*EXERCISE DIRECTIONS*:
Exactly as written, transcribe the data from its opening line through the line containing "Each instance of the sports". Leave every picture out.

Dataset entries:
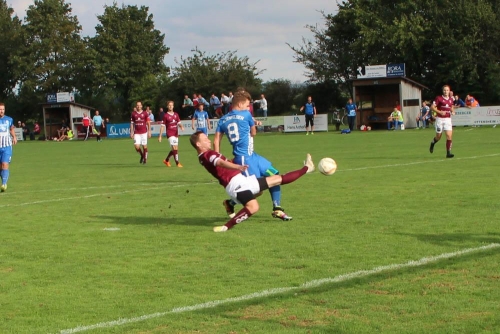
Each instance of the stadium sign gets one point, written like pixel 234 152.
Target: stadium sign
pixel 381 71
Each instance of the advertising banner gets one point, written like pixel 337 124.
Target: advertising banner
pixel 297 123
pixel 476 116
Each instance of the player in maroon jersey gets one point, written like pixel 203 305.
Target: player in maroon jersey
pixel 242 189
pixel 140 131
pixel 172 122
pixel 443 107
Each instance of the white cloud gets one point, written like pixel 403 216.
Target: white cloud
pixel 258 29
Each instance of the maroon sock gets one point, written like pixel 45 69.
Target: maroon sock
pixel 292 176
pixel 448 145
pixel 169 155
pixel 176 156
pixel 241 216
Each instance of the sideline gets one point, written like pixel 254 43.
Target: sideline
pixel 277 291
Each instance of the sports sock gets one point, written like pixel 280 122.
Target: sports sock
pixel 241 216
pixel 176 156
pixel 275 195
pixel 292 176
pixel 169 155
pixel 5 175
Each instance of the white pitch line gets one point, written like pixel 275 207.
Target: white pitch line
pixel 418 163
pixel 277 291
pixel 93 195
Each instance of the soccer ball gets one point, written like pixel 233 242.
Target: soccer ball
pixel 327 166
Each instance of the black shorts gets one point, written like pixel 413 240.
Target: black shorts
pixel 309 120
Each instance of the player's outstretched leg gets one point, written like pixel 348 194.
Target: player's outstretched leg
pixel 229 206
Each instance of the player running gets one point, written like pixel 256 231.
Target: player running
pixel 7 139
pixel 140 131
pixel 240 188
pixel 443 107
pixel 172 122
pixel 239 127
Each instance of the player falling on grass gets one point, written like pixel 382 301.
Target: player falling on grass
pixel 240 188
pixel 140 131
pixel 239 127
pixel 7 139
pixel 172 122
pixel 443 107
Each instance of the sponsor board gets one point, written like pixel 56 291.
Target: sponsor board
pixel 297 123
pixel 476 116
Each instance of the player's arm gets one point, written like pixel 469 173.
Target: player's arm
pixel 217 140
pixel 13 134
pixel 230 165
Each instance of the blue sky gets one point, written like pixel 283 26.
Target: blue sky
pixel 258 29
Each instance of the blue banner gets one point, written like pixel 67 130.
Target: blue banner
pixel 121 130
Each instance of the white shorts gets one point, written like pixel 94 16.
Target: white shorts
pixel 443 124
pixel 140 139
pixel 240 183
pixel 174 141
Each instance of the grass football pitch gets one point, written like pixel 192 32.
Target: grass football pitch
pixel 398 240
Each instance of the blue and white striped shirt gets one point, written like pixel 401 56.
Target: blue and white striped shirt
pixel 6 123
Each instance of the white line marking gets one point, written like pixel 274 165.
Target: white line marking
pixel 417 163
pixel 276 291
pixel 93 195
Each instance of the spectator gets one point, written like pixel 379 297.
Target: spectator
pixel 351 109
pixel 26 131
pixel 471 102
pixel 262 111
pixel 230 97
pixel 161 114
pixel 458 102
pixel 309 109
pixel 64 125
pixel 187 107
pixel 395 118
pixel 425 115
pixel 98 123
pixel 225 103
pixel 150 114
pixel 216 105
pixel 36 131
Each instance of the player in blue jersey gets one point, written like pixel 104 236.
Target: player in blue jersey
pixel 7 139
pixel 202 120
pixel 239 127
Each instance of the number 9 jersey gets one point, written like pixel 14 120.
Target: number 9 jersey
pixel 236 126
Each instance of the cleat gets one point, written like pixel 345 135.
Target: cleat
pixel 309 164
pixel 229 208
pixel 280 214
pixel 222 228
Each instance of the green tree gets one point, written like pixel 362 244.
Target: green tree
pixel 10 40
pixel 129 54
pixel 453 42
pixel 217 73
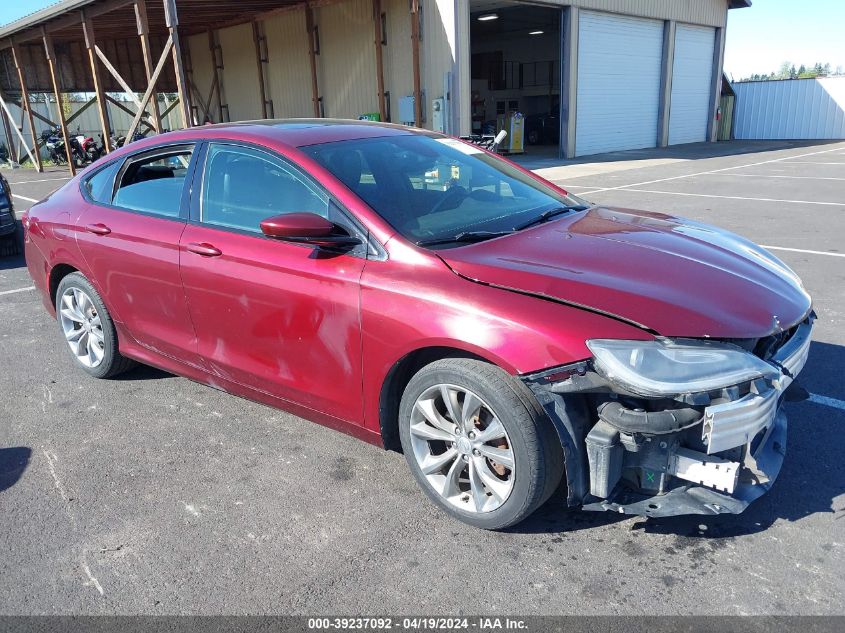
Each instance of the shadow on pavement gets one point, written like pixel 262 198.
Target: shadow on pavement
pixel 143 372
pixel 539 157
pixel 811 481
pixel 13 461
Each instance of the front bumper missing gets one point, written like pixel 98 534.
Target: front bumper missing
pixel 697 499
pixel 728 460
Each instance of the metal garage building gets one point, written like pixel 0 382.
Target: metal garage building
pixel 617 74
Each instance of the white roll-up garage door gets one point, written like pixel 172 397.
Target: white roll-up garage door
pixel 619 60
pixel 692 78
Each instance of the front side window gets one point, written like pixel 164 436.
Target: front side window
pixel 243 186
pixel 154 184
pixel 100 186
pixel 432 188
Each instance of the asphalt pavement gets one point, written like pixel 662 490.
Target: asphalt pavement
pixel 151 494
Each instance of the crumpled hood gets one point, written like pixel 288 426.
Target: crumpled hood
pixel 675 277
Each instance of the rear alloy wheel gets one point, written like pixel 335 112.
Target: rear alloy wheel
pixel 88 328
pixel 476 444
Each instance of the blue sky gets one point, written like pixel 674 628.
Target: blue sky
pixel 10 10
pixel 771 32
pixel 759 40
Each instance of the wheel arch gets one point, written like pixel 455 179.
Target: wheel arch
pixel 397 379
pixel 57 273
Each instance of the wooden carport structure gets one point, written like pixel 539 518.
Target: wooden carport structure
pixel 137 47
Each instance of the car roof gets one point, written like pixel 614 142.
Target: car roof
pixel 299 132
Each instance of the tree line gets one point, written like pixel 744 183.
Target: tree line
pixel 789 71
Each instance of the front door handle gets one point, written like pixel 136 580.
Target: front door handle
pixel 204 249
pixel 98 229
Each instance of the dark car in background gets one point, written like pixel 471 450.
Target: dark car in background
pixel 8 222
pixel 543 129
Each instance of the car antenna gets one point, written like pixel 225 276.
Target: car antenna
pixel 498 140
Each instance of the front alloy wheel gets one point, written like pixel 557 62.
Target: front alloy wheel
pixel 478 443
pixel 462 448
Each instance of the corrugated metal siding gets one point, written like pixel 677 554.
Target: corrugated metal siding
pixel 790 109
pixel 289 70
pixel 704 12
pixel 619 63
pixel 347 61
pixel 240 73
pixel 692 78
pixel 398 58
pixel 202 72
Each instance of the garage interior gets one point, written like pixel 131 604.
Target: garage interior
pixel 515 70
pixel 587 76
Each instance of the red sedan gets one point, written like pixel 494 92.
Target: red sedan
pixel 515 342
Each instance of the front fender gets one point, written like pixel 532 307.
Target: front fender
pixel 433 307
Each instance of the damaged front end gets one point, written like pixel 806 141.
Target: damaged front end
pixel 674 426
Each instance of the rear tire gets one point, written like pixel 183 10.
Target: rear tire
pixel 456 418
pixel 88 328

*WRITTEN RESPONSE*:
Each instance of the stadium sign gets one point, written like pixel 234 152.
Target: stadium sign
pixel 381 71
Each instance of the advertising banner gets one point, written like pixel 337 124.
Target: advertising banner
pixel 297 123
pixel 476 116
Each instance of the player in maroon jersey gets one point, written like pixel 203 305.
Target: player in maroon jersey
pixel 242 189
pixel 140 131
pixel 172 122
pixel 443 107
Each instance of the white cloud gets one point, written like pixel 403 216.
Target: white cloud
pixel 258 29
Each instance of the maroon sock gets one point, written like pixel 45 69.
Target: maroon sock
pixel 292 176
pixel 448 145
pixel 169 155
pixel 176 156
pixel 241 216
Each instance of the sideline gets one point, written like pixel 254 43.
Target: sideline
pixel 277 291
Each instance of the sports sock gets one point, written like pixel 280 122.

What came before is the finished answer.